=== TEXT PROVIDED ===

So far, there has been a year-on-year decline in sales. How is the Mumbai market looking?
Starting from 2016 up to the Covid outbreak, Mumbai city sold apartments worth Rs75,000 crore, which is an average accepted number. In the first half of 2023 (January to June) alone, Mumbai sold Rs75,000 crore, what it used to sell in an entire typical year. What you are saying is comparing the numbers with 2022 data. Of course, there is not a big decline if 2023’s comparison is drawn with the year last. During post-Covid period of 2021 and 2022, people purchased properties due to varying factors like low interest rate, stamp duty cut, etc. It was a golden period for developers. Having said that, 2023 is looking like a slight decline of 6.5%. For me, it’s not a decline at all. If you look at the long-term average, the sales have doubled in terms of market size.
But, single-digit degrowth in numbers has been there for a few months now.
Which I think is very healthy. The way people were buying houses, developers will start demanding for a 10% price hike every quarter, if not every year.
Are you anticipating further hikes?
It’s already there. In south Mumbai, prices have escalated drastically. At one of the luxury projects in Worli, the developer increased the price by 50% after receiving the occupation certificate.
Such projects are for the Who’s Who. What about the salaried class?
Prices have gone up even in that section. It’s a simple economics of demand-supply. For the developer, it is a simple formula. Once 50% of the inventory is sold out, they will increase the price for every subsequent 10% of sales. The developer does not make money in the initial 50% of the sales. He is selling the first half of the inventory at possibly 10% of the margin. The real money comes at the last 20-40% of the sales.
Yet developers aren’t happy.
Developers will continue to cry for several reasons. First, they get butchered by the authorities; they have to keep approaching over 40 departments for approvals. Then, there are channel partners and homebuyers. The kind of negotiations people expect them to do is quite irritating. Even if I buy a home, I would have done the same thing to try to get the best value I can. If the developers don’t cry, no one will take them seriously.
From a data point of view, how do you see the affordable housing market in MMR?

===

**ASSIGNMENT 1**
From the interview on the Mumbai housing market, copy the stretch from "Prices have gone" through "developers aren’t happy." without changing any words.
**ASSIGNMENT 2**
Answer these questions from the interview on the Mumbai housing market:
(a) What was the value of the apartments Mumbai sold in the first half of 2023?
(b) By what percentage did the developer of a luxury project in Worli raise the price after receiving the occupation certificate?
(c) How many departments do developers have to approach for approvals?
**ASSIGNMENT 3**
List every calendar year named in the interview on the Mumbai housing market.

=== DATASET EXCERPT ===

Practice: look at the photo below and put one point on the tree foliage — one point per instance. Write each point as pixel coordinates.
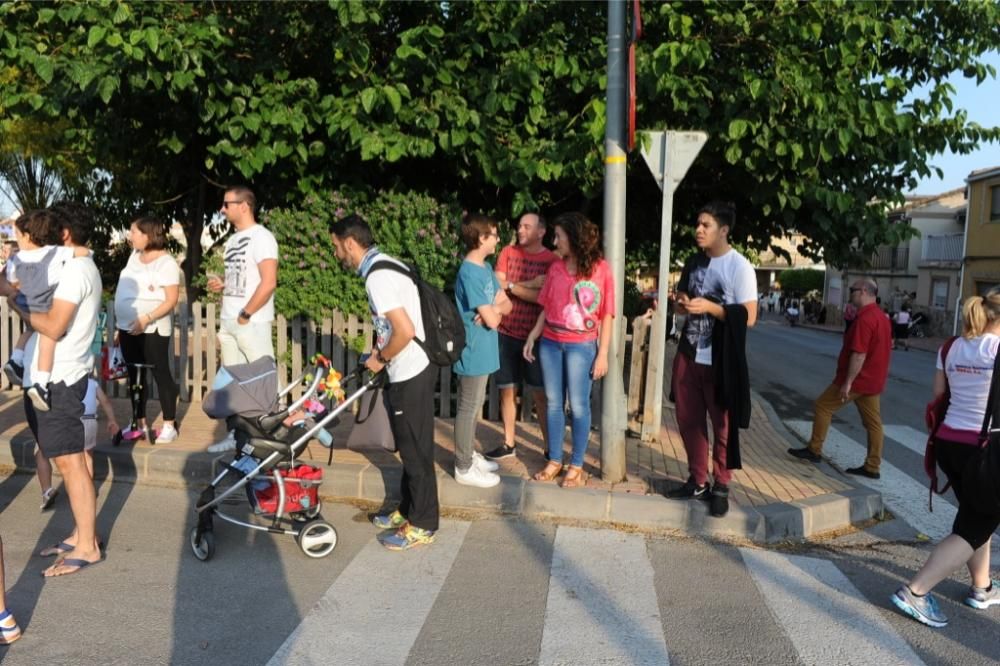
(499, 106)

===

**EXERCISE ANSWER 1**
Prices have gone up even in that section. It’s a simple economics of demand-supply. For the developer, it is a simple formula. Once 50% of the inventory is sold out, they will increase the price for every subsequent 10% of sales. The developer does not make money in the initial 50% of the sales. He is selling the first half of the inventory at possibly 10% of the margin. The real money comes at the last 20-40% of the sales.
Yet developers aren’t happy.

**EXERCISE ANSWER 2**
(a) Rs75,000 crore
(b) 50%
(c) Over 40

**EXERCISE ANSWER 3**
2016, 2021, 2022, 2023